▶ _WHAT THIS TASK INVOLVES_:
Produce the full set of records below once more, exactly as they stand.

Referring expression data:
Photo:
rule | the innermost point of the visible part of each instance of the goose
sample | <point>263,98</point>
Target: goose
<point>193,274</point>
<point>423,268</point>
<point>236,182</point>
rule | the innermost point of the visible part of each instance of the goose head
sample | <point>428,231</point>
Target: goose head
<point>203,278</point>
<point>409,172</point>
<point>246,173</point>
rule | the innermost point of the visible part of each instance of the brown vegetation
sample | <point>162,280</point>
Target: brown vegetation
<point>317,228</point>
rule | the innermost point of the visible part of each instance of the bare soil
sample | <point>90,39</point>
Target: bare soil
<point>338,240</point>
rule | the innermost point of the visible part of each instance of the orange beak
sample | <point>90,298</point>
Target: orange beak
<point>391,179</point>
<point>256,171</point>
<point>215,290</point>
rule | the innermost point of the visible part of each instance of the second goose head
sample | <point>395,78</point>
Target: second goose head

▶ _EXERCISE SOLUTION_:
Photo:
rule | the innermost point of the visible part of each instance of the goose
sample | <point>263,98</point>
Target: goose
<point>193,274</point>
<point>423,268</point>
<point>236,182</point>
rule | the innermost point of the visible part of each instance of the goose head
sample | <point>428,231</point>
Target: goose head
<point>203,278</point>
<point>409,172</point>
<point>246,173</point>
rule | the innermost point of the visible part of each instance of the brown vegetation
sample | <point>162,280</point>
Target: brown vegetation
<point>317,228</point>
rule | the innermost point of the visible part of each instance of the bare soil
sample | <point>90,39</point>
Target: bare soil
<point>338,240</point>
rule | the innermost point of the visible part of each instance of the orange beak
sample | <point>90,298</point>
Target: orange beak
<point>391,179</point>
<point>256,171</point>
<point>215,290</point>
rule | the innermost point of the visible part of each instance of the second goose head
sample | <point>395,78</point>
Target: second goose head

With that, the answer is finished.